Task directions: Please set out every line of the records below as a Markdown table with two columns, Row and Line. Number the rows and leave out blank lines.

+++

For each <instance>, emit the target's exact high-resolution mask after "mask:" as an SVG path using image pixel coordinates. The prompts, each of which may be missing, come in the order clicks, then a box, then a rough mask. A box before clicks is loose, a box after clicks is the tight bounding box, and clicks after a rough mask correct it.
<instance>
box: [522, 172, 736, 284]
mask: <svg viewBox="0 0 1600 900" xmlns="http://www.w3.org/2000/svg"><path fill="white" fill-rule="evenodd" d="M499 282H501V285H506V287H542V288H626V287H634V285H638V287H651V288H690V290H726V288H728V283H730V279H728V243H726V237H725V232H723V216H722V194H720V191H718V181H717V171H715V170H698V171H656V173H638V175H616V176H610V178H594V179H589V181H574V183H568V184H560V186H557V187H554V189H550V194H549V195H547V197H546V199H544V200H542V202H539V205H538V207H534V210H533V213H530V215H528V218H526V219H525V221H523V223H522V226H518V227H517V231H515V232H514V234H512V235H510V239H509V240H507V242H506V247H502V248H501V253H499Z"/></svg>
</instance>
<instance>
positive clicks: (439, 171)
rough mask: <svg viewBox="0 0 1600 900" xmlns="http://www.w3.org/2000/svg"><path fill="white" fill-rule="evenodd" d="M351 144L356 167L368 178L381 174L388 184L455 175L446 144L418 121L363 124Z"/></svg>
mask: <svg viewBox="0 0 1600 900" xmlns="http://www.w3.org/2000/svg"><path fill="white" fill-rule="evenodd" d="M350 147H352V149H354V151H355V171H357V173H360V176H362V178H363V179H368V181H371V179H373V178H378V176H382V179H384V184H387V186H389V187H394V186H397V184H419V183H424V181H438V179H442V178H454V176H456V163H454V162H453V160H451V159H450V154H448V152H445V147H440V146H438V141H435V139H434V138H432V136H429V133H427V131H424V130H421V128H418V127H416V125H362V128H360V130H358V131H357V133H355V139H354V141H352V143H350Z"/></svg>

+++

Finished task:
| Row | Line |
|---|---|
| 1 | For each <instance>, emit the target's exact high-resolution mask after "mask:" as an SVG path using image pixel coordinates. The prompts, each of which may be missing, come in the order clicks, then a box, then a rough mask. A box before clicks is loose, a box after clicks is the tight bounding box, and clicks after a rough mask correct it. |
| 2 | <instance> |
| 3 | box: [522, 172, 736, 284] |
| 4 | mask: <svg viewBox="0 0 1600 900" xmlns="http://www.w3.org/2000/svg"><path fill="white" fill-rule="evenodd" d="M499 282H501V285H506V287H542V288H626V287H634V285H638V287H651V288H690V290H726V288H728V283H730V279H728V243H726V237H725V232H723V216H722V194H720V191H718V181H717V171H715V170H698V171H656V173H638V175H616V176H610V178H594V179H589V181H574V183H568V184H560V186H557V187H554V189H550V194H549V195H547V197H546V199H544V200H542V202H539V205H538V207H534V210H533V213H530V215H528V218H526V219H525V221H523V223H522V226H518V227H517V231H515V232H514V234H512V235H510V239H509V240H507V242H506V247H502V248H501V253H499Z"/></svg> |
| 5 | </instance> |
| 6 | <instance> |
| 7 | positive clicks: (439, 171) |
| 8 | rough mask: <svg viewBox="0 0 1600 900" xmlns="http://www.w3.org/2000/svg"><path fill="white" fill-rule="evenodd" d="M351 144L356 167L368 178L381 174L388 184L455 175L446 144L418 121L363 124Z"/></svg> |
| 9 | mask: <svg viewBox="0 0 1600 900" xmlns="http://www.w3.org/2000/svg"><path fill="white" fill-rule="evenodd" d="M350 147H352V149H354V151H355V171H357V173H360V176H362V178H363V179H368V181H371V179H373V178H378V176H382V179H384V184H387V186H389V187H394V186H397V184H419V183H424V181H438V179H442V178H454V176H456V163H454V162H453V160H451V159H450V154H448V152H445V147H440V146H438V141H435V139H434V138H432V136H429V133H427V131H424V130H421V128H418V127H416V125H362V128H360V130H358V131H357V133H355V139H354V141H352V143H350Z"/></svg> |